____ RECORD EXTRACTS

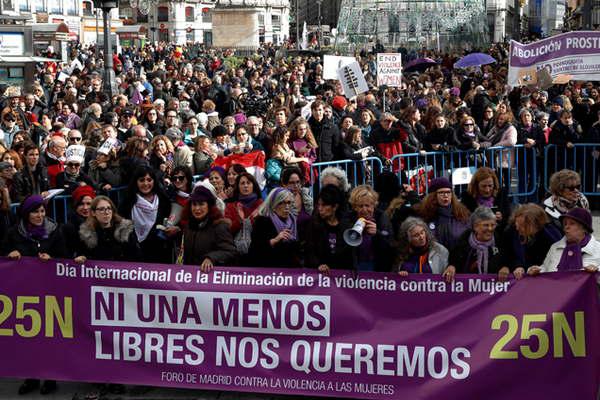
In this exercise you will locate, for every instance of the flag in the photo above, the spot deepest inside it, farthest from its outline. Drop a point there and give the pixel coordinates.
(254, 162)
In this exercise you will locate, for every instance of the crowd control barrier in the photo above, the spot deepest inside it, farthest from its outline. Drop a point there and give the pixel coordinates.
(582, 157)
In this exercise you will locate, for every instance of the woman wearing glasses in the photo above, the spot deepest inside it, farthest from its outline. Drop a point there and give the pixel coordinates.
(564, 195)
(105, 235)
(275, 241)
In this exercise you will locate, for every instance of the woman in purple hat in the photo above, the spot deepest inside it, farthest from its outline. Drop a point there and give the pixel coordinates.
(206, 240)
(577, 250)
(445, 215)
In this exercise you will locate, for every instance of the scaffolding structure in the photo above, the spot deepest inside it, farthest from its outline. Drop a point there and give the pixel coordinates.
(412, 24)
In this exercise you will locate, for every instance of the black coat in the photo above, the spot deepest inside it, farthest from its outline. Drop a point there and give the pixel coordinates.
(464, 257)
(17, 239)
(262, 254)
(29, 182)
(117, 243)
(213, 241)
(328, 138)
(321, 250)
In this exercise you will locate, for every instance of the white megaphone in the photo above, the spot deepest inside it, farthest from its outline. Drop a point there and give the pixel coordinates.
(353, 236)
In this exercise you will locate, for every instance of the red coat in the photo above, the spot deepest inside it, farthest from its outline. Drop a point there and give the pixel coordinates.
(232, 214)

________

> [AIM OF THE EXERCISE] The answer is the full set of records printed exactly, less the pictures.

> [SOLUTION FOR THIS TASK]
In this exercise you will locate, for every instance of the flag in the photo above, the spot deepest inside it, farthest from its outline. Drop a point there and give the pixel coordinates.
(254, 162)
In this exercise you will locate, for every instance of the crowd control barrier in the photo above, the spot deepest inside it, farthest from its outline. Drop a point there and give the pixel coordinates.
(582, 157)
In this exercise you will locate, for every instance of the woman wearing glasses in the photo above, the spot deepest inside it, farthest from its outline. Drop a point there and give the pixel coordinates.
(564, 195)
(105, 235)
(275, 241)
In this exercise you will locate, for every instance of the woman in purple hat in the photo above, the spot deepest inside it, farthest from its outline. Drop a point there and give the pixel coordinates.
(206, 240)
(577, 250)
(445, 215)
In this exercise you will locate, for every instance of the scaffolding structure in the photo above, the spot deepest inside it, farthest from its outline. Drop a point there and give the pixel coordinates.
(412, 24)
In this exercise you will locate, for every instance of the black coat in the photo above, the spot deepest inside it, farthest from its outline. Drop a point there and give the pixel coordinates.
(464, 257)
(17, 239)
(262, 254)
(29, 182)
(117, 243)
(213, 241)
(328, 138)
(321, 250)
In this exercise you will locate, for every instance of the white megaphone in the photo above, the spot deepest inside it, farthest from its outline. Drop a point there and give the pixel coordinates.
(353, 236)
In this exercise you will locate, for every instance of the red coat in the photo above, the spot deepest inside it, farthest from its outline. Drop a point there and give the pixel coordinates.
(232, 214)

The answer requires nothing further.